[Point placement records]
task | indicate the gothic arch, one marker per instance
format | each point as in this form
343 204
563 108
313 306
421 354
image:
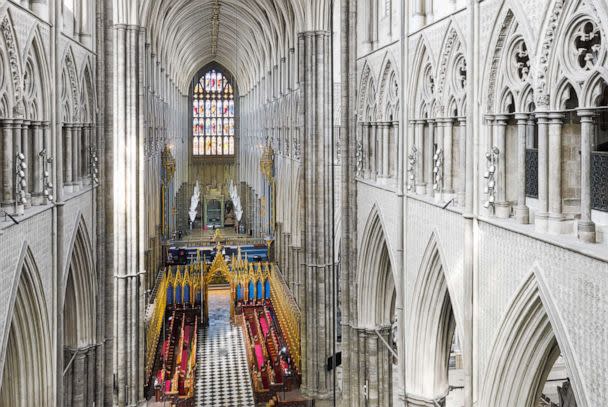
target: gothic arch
26 372
367 94
13 69
557 56
422 85
70 98
375 279
388 96
80 291
432 324
524 350
451 75
508 65
36 78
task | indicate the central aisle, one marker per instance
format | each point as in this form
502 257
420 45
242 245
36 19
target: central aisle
222 378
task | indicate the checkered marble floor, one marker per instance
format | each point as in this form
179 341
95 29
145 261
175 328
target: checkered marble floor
222 379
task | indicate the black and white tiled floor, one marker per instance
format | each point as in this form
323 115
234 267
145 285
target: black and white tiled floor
222 377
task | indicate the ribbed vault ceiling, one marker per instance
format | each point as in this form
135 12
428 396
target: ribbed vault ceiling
248 37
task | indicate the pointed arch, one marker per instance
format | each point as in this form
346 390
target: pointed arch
422 85
511 40
80 291
87 94
15 83
388 96
375 279
524 350
432 324
26 377
70 98
451 59
367 92
36 78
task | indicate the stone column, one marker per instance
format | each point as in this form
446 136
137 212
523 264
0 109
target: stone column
462 141
68 160
541 217
37 165
128 244
522 213
429 151
556 218
18 149
586 227
530 128
8 164
448 183
418 14
27 147
396 167
90 386
317 256
372 369
385 149
86 156
419 142
503 208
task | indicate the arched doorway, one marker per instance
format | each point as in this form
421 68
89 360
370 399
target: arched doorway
79 325
376 305
26 375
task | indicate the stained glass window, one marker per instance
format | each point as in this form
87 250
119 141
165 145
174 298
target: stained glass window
213 116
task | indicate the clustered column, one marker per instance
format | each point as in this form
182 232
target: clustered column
522 214
556 218
586 227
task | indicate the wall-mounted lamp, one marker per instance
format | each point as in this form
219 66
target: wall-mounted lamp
490 176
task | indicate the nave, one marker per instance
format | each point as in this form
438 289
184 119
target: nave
226 335
223 377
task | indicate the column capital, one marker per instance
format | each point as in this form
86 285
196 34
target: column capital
586 114
489 117
556 116
501 119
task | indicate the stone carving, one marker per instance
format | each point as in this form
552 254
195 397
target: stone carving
13 58
362 91
445 56
71 69
542 97
504 29
521 61
586 45
359 159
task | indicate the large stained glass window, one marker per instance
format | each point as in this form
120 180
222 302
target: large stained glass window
213 116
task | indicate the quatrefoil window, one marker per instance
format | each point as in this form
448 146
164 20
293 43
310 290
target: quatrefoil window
587 42
460 74
521 61
428 85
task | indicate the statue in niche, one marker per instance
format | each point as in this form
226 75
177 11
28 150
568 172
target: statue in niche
229 215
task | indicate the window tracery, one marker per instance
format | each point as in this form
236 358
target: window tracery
213 116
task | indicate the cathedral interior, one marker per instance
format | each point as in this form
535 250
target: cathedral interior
251 203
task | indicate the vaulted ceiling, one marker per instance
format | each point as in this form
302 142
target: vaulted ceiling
248 37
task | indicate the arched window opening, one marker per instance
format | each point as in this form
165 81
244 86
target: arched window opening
213 115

BRIEF
Recast the listing above as a numbered list with each line as its own item, omitting any blank lines. Leave the pictures out of the answer.

EXERCISE SOLUTION
1. task | indicate the gothic arch, one marker per instance
2. format | each point as in this form
3. 343 204
4. 563 108
5. 313 306
6. 421 354
7. image:
8. target: gothic arch
9. 26 372
10. 367 94
11. 13 69
12. 557 56
13. 422 85
14. 70 98
15. 375 279
16. 388 96
17. 80 291
18. 432 324
19. 524 350
20. 451 75
21. 508 65
22. 36 78
23. task | indicate the central aisle, one marker per instance
24. format | each point as in this form
25. 502 257
26. 420 45
27. 242 245
28. 36 19
29. target: central aisle
30. 222 378
31. task | indicate the checkered marble floor, one marker per instance
32. format | each point as in this form
33. 179 341
34. 95 29
35. 145 261
36. 175 328
37. target: checkered marble floor
38. 222 379
39. task | indicate the black and white tiled floor, one marker per instance
40. format | each point as in this form
41. 323 115
42. 234 267
43. 145 285
44. target: black and white tiled floor
45. 222 377
46. task | indicate the ribbed vault ceiling, one marker per instance
47. format | each point as in this form
48. 135 12
49. 428 396
50. target: ribbed vault ceiling
51. 248 37
52. task | indicate the pointed arch, one marker per instance
53. format | each point as in this form
54. 346 390
55. target: pointed arch
56. 422 85
57. 511 40
58. 80 291
59. 87 94
60. 15 83
61. 388 96
62. 375 279
63. 524 350
64. 432 324
65. 26 377
66. 70 98
67. 451 59
68. 367 92
69. 36 78
70. task | indicate the stone column, one marker per instance
71. format | each point as in this form
72. 446 136
73. 137 212
74. 523 264
75. 0 109
76. target: stone column
77. 462 141
78. 68 160
79. 541 217
80. 37 165
81. 128 244
82. 522 213
83. 429 151
84. 556 218
85. 18 149
86. 586 227
87. 530 128
88. 8 164
89. 448 183
90. 418 14
91. 27 147
92. 396 167
93. 90 386
94. 317 256
95. 372 369
96. 385 149
97. 86 156
98. 419 142
99. 503 208
100. task | indicate the arched doorway, one marker per instance
101. format | each point as in this form
102. 421 68
103. 89 360
104. 370 399
105. target: arched doorway
106. 79 325
107. 376 305
108. 26 375
109. task | indicate the stained glass window, one marker per instance
110. format | each point as in this form
111. 87 250
112. 119 141
113. 165 145
114. 174 298
115. target: stained glass window
116. 213 116
117. task | indicate the clustered column, one marker per instance
118. format | each point as in this form
119. 182 232
120. target: clustered column
121. 522 214
122. 556 218
123. 586 227
124. task | indicate the wall-mounted lamp, one marker per instance
125. format | each point as in this form
126. 219 66
127. target: wall-mounted lamp
128. 490 176
129. task | indicate the nave, one marker per instance
130. format | each point as in this form
131. 438 289
132. 184 119
133. target: nave
134. 226 335
135. 223 377
136. task | indicate the column capital, one marker per instance
137. format | each point as in this form
138. 86 285
139. 196 34
140. target: column capital
141. 586 114
142. 489 117
143. 556 116
144. 501 119
145. task | indicate the stone carving, one marker per instance
146. format | each point as in this form
147. 552 254
148. 195 397
149. target: stone carving
150. 13 58
151. 362 91
152. 445 56
153. 71 69
154. 542 97
155. 504 29
156. 521 61
157. 586 45
158. 359 159
159. task | indicate the large stained glass window, one marker per instance
160. format | each point as in this form
161. 120 180
162. 222 302
163. target: large stained glass window
164. 213 116
165. task | indicate the quatrefoil window, one marker per instance
166. format | each point as in this form
167. 448 146
168. 164 20
169. 293 43
170. 310 290
171. target: quatrefoil window
172. 587 42
173. 460 74
174. 521 61
175. 428 85
176. task | indicate the statue in niche, one marker per instance
177. format | each point as in this form
178. 226 75
179. 177 11
180. 28 150
181. 568 172
182. target: statue in niche
183. 229 215
184. task | indicate the window tracery, one marker per instance
185. format | each point as in this form
186. 236 358
187. target: window tracery
188. 213 116
189. task | indicate the cathedral interior, one marker per instance
190. format | each point as in this form
191. 535 250
192. target: cathedral interior
193. 251 203
194. task | indicate the vaulted ceiling, one marker per instance
195. format | each point as in this form
196. 302 142
197. target: vaulted ceiling
198. 248 37
199. task | indicate the arched window opening, one marker per instance
200. format | each point as in this form
201. 165 81
202. 244 86
203. target: arched window opening
204. 213 115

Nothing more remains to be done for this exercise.